_Exercise brief:_ Please reproduce the rows below verbatim, from the first line down through the line that contains "0L573 249L360 397L13", with both included.

_Input for this task:_
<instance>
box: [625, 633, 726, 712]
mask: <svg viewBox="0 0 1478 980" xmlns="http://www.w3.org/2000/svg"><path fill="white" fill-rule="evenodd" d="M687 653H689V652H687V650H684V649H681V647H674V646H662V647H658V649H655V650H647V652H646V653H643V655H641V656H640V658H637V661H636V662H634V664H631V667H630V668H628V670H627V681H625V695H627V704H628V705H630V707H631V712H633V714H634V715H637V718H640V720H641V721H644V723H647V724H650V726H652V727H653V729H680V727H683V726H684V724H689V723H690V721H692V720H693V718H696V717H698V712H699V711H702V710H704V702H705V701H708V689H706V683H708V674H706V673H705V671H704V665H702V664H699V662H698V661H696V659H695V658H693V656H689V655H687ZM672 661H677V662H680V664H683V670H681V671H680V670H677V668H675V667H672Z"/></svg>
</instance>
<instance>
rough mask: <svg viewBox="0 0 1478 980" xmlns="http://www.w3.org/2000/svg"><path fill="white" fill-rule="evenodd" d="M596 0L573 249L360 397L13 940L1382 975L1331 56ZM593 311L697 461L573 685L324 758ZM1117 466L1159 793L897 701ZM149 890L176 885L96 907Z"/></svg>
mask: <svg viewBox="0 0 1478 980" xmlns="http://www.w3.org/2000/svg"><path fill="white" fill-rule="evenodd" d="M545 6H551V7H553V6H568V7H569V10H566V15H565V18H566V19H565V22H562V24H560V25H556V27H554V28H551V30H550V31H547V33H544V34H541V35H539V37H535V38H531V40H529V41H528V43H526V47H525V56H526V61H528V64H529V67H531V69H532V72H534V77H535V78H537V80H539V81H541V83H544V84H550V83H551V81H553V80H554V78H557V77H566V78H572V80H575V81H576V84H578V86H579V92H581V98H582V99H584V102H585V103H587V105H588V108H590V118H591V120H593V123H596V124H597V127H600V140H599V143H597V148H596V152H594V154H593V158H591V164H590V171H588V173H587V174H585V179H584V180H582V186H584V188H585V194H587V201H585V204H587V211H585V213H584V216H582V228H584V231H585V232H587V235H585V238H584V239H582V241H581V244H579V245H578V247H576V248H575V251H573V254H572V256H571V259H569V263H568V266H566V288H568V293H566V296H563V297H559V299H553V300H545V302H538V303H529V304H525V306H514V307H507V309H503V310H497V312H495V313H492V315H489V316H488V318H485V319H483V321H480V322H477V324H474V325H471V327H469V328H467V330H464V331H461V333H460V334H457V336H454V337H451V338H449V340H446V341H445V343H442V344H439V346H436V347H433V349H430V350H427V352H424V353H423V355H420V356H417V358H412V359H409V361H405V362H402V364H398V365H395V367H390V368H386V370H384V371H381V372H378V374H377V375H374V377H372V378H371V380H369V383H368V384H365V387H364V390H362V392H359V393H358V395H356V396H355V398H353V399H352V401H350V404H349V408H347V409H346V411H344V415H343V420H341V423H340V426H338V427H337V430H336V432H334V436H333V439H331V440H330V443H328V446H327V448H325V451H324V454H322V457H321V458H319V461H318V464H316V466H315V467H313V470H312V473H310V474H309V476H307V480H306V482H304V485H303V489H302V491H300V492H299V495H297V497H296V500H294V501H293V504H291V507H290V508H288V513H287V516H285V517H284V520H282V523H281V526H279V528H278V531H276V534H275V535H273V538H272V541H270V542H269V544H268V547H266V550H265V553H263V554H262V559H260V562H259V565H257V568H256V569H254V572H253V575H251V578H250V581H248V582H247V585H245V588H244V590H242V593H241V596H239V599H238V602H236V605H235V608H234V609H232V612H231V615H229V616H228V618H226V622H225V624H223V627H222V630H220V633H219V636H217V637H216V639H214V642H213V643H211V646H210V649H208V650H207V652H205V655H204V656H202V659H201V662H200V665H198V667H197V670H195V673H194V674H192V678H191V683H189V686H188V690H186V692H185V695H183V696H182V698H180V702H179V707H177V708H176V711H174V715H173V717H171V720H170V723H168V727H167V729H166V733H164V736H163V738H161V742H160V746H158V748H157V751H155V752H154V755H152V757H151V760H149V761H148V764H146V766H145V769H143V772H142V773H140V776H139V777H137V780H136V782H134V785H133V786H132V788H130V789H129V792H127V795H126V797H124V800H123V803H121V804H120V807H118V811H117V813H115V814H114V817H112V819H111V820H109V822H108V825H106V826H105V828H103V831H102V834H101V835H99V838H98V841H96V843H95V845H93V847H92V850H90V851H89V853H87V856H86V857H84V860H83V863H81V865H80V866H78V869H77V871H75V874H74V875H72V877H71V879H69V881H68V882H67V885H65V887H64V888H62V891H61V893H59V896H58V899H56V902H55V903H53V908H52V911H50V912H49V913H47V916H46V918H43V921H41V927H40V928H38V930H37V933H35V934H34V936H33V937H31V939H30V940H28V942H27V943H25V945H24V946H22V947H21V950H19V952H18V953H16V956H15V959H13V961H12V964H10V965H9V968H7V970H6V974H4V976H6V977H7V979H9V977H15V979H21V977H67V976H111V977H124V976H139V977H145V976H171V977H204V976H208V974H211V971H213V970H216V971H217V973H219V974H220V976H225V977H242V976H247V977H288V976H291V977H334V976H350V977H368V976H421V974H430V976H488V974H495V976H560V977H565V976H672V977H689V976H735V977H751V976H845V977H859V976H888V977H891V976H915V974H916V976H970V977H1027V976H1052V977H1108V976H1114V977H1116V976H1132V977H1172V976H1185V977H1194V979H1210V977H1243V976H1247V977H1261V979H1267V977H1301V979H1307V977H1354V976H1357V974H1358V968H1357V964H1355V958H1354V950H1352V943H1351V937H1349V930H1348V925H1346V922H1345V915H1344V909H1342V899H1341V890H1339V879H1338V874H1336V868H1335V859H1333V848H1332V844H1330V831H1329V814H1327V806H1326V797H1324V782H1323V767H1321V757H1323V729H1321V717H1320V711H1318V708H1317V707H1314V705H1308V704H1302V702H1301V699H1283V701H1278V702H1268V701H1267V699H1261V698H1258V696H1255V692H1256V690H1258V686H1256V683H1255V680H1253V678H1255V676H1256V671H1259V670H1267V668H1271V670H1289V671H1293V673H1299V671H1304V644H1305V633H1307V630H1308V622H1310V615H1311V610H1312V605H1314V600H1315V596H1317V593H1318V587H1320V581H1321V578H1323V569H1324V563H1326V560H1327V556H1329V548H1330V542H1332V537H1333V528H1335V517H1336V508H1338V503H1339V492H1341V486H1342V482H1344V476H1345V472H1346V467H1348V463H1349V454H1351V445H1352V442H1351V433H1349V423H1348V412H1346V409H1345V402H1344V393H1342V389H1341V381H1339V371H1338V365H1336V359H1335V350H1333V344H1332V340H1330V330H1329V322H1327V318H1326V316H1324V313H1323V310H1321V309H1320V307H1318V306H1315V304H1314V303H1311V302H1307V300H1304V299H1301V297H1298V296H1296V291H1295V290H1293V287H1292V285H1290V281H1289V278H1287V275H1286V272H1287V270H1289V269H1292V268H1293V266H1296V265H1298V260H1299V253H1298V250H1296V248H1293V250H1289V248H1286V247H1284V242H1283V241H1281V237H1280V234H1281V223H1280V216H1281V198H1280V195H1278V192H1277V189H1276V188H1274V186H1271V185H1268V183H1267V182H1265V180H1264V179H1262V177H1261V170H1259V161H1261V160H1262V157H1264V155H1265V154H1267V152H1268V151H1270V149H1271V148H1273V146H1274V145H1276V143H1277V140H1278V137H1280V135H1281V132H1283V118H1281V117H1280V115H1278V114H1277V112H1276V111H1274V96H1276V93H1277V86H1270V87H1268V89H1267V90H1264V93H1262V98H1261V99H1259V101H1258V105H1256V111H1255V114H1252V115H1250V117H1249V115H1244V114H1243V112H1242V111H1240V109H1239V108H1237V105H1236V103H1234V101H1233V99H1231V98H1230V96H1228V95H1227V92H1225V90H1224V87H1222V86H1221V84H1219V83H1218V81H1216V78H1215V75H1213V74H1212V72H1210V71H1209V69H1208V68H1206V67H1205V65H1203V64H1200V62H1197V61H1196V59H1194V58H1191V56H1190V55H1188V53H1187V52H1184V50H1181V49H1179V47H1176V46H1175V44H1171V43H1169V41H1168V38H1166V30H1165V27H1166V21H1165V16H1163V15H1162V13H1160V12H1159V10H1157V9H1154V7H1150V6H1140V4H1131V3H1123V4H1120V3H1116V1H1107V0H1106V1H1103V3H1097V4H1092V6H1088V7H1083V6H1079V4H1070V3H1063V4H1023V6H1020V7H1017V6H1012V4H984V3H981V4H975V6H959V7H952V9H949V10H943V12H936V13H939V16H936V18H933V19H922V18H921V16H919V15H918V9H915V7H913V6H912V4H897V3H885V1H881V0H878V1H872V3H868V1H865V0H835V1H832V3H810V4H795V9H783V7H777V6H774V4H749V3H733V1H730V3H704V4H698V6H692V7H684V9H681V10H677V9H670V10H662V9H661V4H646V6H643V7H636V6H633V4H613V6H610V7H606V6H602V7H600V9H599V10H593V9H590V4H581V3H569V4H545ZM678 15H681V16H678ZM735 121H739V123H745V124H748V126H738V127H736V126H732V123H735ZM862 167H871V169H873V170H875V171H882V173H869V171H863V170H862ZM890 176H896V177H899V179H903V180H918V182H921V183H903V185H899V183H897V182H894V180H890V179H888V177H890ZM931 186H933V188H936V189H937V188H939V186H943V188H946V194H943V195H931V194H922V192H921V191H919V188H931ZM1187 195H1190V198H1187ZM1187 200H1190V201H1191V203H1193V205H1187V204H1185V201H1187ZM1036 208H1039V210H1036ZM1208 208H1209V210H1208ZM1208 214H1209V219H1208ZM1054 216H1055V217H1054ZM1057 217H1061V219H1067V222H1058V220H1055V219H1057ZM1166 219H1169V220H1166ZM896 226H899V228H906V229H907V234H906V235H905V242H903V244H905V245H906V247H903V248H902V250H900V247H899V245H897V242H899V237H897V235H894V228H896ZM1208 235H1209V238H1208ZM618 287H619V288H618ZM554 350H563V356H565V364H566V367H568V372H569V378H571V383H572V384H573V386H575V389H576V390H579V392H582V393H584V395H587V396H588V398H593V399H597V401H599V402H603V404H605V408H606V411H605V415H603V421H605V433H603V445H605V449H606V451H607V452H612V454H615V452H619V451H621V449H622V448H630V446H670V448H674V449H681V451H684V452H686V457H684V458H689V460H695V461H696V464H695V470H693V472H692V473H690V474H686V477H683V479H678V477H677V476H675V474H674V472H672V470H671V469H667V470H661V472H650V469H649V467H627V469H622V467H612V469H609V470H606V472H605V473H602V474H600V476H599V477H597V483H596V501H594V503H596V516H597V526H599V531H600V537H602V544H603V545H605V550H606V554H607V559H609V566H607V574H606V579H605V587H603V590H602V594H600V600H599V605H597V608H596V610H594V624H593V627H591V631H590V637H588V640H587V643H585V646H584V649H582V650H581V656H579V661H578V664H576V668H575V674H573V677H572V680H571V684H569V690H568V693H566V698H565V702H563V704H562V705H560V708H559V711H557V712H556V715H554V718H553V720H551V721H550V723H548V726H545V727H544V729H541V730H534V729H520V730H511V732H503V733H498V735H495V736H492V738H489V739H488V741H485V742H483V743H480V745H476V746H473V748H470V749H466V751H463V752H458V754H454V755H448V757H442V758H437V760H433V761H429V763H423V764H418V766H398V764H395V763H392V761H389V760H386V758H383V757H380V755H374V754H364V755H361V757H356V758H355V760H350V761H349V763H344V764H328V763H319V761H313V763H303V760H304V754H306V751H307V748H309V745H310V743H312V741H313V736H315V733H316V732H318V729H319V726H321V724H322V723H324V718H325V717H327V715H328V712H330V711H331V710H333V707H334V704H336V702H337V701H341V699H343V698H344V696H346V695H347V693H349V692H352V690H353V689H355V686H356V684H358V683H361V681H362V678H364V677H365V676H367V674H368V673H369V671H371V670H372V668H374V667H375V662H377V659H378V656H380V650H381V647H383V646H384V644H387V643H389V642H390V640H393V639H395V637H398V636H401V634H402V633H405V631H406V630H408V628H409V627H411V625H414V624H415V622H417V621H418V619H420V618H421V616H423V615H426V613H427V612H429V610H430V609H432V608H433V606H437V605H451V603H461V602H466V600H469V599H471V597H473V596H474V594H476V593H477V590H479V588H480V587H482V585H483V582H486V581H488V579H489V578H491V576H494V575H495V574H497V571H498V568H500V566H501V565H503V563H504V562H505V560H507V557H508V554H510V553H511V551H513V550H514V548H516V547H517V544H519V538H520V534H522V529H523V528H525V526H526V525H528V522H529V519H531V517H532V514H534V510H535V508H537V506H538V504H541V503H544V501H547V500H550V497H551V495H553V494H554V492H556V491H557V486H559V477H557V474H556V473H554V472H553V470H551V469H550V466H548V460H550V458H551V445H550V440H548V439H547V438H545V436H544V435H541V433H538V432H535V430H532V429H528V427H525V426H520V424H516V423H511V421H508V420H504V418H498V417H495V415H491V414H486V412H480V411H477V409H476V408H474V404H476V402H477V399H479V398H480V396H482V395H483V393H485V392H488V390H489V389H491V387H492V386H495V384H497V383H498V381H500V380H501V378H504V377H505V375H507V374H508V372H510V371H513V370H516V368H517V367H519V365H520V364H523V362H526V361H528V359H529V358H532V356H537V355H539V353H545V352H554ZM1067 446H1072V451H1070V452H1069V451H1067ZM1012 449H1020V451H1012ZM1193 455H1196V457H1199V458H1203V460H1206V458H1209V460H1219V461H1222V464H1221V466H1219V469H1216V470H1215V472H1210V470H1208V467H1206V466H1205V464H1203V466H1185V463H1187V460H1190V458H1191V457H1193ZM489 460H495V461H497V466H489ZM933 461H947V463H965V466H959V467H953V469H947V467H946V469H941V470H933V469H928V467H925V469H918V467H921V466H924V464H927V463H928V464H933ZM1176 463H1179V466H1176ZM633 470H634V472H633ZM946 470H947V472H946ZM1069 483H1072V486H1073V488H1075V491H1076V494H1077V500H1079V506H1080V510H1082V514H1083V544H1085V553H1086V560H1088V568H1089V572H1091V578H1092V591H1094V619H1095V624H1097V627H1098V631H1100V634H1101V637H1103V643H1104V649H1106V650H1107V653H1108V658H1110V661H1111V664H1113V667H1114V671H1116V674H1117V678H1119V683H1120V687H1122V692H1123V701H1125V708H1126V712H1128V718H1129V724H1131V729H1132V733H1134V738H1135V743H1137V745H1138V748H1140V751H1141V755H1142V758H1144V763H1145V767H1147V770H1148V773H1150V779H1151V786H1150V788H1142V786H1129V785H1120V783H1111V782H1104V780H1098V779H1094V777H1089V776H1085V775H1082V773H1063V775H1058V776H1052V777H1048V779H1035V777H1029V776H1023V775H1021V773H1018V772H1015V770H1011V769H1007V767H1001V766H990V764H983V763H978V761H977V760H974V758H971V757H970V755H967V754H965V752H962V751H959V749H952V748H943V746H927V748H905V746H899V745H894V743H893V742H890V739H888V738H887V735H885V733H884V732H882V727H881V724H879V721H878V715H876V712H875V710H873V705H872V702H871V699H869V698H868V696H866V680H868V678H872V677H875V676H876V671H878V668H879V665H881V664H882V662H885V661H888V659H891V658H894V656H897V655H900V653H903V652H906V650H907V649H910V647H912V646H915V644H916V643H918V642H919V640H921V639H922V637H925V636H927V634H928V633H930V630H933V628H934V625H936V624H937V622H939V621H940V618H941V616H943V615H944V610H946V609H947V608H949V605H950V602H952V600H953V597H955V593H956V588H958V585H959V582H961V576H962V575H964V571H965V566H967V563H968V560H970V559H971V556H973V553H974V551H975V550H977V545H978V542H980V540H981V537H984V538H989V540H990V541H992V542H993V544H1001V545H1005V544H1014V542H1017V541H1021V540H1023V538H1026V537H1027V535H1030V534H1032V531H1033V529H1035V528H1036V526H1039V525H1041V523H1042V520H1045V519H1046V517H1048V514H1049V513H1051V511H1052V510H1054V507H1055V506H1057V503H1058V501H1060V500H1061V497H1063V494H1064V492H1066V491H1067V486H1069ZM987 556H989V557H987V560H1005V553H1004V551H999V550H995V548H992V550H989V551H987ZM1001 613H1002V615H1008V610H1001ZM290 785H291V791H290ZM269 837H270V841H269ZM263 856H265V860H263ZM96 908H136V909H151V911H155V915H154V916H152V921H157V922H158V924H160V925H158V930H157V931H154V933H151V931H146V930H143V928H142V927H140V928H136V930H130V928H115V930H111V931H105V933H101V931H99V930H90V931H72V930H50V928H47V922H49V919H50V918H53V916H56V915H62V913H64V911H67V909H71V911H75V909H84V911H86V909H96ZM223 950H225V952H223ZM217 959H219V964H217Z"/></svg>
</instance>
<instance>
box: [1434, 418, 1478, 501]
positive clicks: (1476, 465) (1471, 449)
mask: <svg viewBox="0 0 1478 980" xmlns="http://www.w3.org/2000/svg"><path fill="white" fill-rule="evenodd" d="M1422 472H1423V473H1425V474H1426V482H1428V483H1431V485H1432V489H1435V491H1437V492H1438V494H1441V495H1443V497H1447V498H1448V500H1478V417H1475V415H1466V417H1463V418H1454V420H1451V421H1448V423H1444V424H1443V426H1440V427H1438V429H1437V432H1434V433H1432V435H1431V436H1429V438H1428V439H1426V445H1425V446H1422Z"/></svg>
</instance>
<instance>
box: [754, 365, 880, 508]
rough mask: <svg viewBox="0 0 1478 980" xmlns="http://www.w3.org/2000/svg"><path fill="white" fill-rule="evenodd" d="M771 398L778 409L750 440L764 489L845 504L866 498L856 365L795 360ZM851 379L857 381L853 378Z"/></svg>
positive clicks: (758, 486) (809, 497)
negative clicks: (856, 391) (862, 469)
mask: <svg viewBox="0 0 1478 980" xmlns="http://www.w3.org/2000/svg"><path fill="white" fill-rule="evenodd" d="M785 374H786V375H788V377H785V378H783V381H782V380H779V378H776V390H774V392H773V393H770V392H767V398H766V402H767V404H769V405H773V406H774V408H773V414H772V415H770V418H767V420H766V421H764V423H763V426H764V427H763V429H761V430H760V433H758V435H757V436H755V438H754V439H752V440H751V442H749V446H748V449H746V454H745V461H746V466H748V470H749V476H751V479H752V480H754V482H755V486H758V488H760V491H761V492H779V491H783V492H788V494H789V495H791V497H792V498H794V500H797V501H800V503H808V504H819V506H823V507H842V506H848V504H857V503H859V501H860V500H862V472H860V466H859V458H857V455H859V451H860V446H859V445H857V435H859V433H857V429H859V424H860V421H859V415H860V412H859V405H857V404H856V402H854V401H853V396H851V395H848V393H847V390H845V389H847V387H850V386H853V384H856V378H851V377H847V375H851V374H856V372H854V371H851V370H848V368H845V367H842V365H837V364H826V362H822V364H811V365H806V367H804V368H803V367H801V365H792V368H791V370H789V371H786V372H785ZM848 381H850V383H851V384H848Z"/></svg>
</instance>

_Exercise output:_
<instance>
box: [625, 633, 726, 712]
mask: <svg viewBox="0 0 1478 980" xmlns="http://www.w3.org/2000/svg"><path fill="white" fill-rule="evenodd" d="M687 653H689V652H687V650H684V649H681V647H674V646H662V647H658V649H655V650H647V652H646V653H643V655H641V656H640V658H637V661H636V662H634V664H631V667H630V668H628V670H627V681H625V695H627V704H628V705H630V707H631V712H633V714H634V715H637V718H640V720H641V721H644V723H647V724H650V726H652V727H653V729H680V727H683V726H684V724H689V723H690V721H692V720H693V718H696V717H698V712H699V711H702V710H704V702H705V701H708V689H706V683H708V674H706V673H705V671H704V665H702V664H699V662H698V661H696V659H695V658H693V656H689V655H687ZM672 661H677V662H680V664H683V670H681V671H680V670H677V668H675V667H672Z"/></svg>
</instance>
<instance>
rough mask: <svg viewBox="0 0 1478 980" xmlns="http://www.w3.org/2000/svg"><path fill="white" fill-rule="evenodd" d="M596 0L573 249L360 397L13 940L1382 975L1331 56ZM593 311L697 461L573 685L324 758ZM1117 466L1159 793L897 701ZM149 890L176 885L96 907Z"/></svg>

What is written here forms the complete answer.